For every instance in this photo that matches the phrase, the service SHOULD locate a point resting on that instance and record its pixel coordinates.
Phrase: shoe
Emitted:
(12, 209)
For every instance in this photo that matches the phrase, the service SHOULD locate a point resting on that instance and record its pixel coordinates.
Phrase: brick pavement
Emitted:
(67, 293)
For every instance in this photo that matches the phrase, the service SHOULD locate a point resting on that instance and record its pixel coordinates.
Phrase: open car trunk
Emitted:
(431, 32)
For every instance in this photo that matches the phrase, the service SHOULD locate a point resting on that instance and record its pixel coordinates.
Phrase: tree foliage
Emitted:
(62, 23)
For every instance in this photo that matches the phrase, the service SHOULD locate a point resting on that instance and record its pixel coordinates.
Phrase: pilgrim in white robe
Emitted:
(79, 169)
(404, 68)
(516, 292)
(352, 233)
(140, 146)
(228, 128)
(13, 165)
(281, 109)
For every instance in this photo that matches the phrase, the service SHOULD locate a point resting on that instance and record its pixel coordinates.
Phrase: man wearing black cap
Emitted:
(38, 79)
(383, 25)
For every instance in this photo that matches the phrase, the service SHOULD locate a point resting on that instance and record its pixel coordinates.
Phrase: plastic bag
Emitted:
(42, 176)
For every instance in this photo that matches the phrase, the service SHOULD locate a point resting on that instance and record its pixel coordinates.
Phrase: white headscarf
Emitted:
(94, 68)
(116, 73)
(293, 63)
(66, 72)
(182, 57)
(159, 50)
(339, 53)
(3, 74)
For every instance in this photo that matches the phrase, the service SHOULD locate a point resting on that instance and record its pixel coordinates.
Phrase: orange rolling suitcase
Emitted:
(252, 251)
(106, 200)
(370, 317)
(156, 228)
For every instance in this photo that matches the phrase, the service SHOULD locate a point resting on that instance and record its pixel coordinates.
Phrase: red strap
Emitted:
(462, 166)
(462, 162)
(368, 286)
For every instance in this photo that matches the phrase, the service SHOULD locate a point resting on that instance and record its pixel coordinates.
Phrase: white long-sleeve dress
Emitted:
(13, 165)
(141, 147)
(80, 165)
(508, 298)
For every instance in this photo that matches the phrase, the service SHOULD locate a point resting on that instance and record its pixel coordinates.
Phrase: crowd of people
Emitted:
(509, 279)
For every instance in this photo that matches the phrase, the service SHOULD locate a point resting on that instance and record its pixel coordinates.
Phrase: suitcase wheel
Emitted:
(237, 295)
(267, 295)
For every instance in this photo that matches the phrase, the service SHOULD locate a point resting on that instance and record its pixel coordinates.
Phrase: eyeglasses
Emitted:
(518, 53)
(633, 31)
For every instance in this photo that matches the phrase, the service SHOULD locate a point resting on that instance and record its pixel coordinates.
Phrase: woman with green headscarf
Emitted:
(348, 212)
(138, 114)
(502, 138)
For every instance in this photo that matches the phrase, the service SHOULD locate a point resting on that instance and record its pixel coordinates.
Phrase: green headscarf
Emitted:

◇ ◇ ◇ ◇

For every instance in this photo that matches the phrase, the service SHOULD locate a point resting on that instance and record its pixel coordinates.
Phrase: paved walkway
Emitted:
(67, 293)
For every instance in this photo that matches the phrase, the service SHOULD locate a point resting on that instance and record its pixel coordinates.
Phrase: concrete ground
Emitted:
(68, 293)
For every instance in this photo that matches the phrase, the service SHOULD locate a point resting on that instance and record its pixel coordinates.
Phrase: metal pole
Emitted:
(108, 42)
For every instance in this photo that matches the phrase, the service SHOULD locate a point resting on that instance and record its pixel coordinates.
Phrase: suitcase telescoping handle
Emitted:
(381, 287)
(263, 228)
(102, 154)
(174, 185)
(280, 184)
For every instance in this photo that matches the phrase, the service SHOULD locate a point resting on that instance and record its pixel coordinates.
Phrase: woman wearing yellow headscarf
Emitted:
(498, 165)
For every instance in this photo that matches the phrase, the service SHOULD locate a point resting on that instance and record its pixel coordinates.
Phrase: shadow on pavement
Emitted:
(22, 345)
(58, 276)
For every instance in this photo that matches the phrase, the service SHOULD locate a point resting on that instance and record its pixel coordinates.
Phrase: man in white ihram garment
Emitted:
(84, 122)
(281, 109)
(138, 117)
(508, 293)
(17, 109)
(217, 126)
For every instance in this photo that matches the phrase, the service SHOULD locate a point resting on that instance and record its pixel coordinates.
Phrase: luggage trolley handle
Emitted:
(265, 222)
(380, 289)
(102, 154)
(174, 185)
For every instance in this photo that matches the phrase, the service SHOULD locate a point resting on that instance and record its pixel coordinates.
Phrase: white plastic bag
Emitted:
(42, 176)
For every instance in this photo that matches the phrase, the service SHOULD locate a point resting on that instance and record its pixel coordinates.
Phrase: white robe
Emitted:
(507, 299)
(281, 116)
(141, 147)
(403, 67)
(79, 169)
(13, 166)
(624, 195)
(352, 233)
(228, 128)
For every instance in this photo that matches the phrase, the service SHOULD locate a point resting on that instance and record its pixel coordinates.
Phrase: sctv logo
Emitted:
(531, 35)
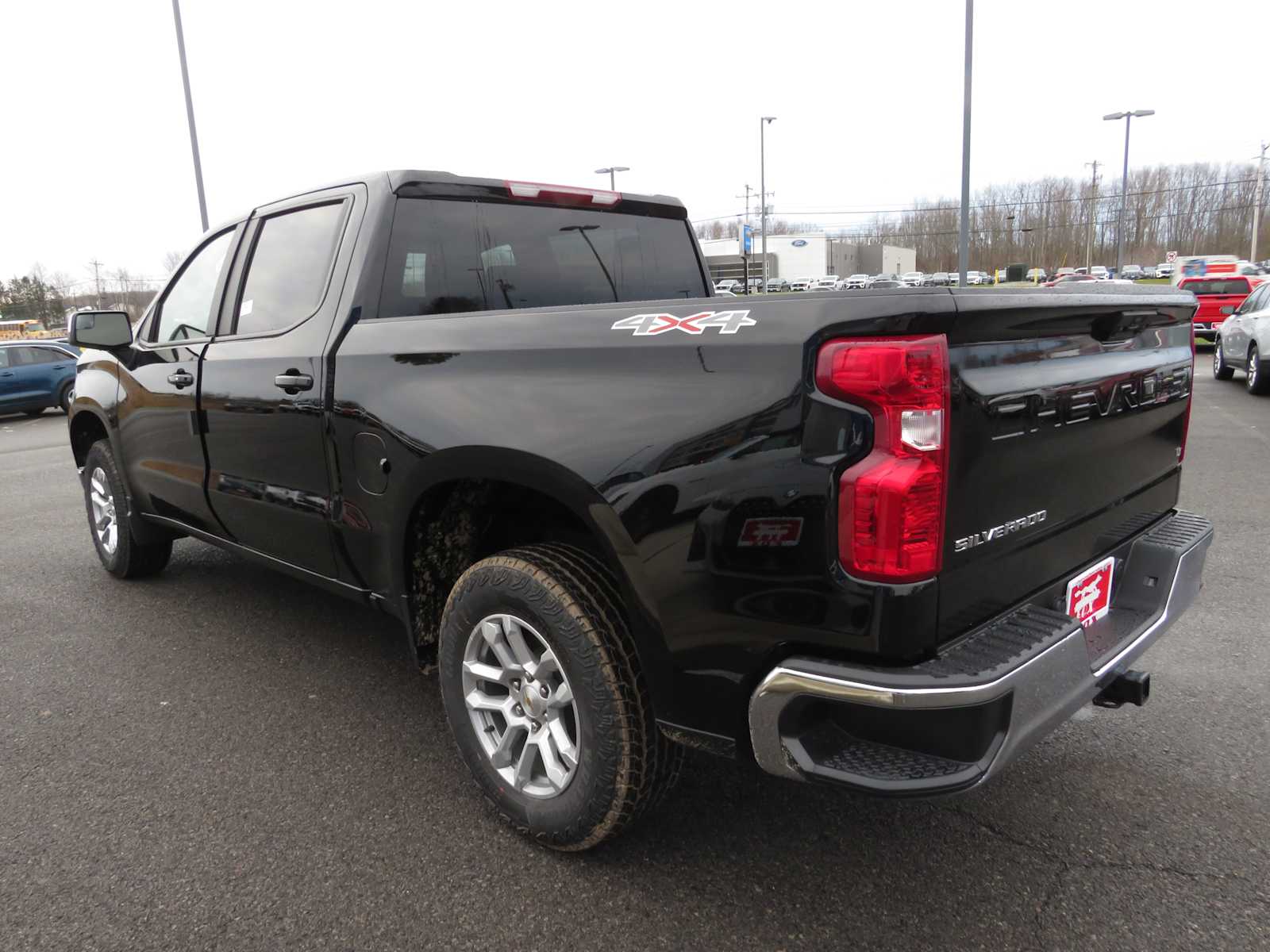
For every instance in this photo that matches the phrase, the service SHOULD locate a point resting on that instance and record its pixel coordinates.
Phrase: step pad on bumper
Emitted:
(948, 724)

◇ ◇ ◇ ◇

:: Your objective ::
Report each line of the listing above that contains the string "handle", where a match must have the same case.

:: Reply ::
Phrase: suitcase telescoping handle
Phrase: luggage trolley handle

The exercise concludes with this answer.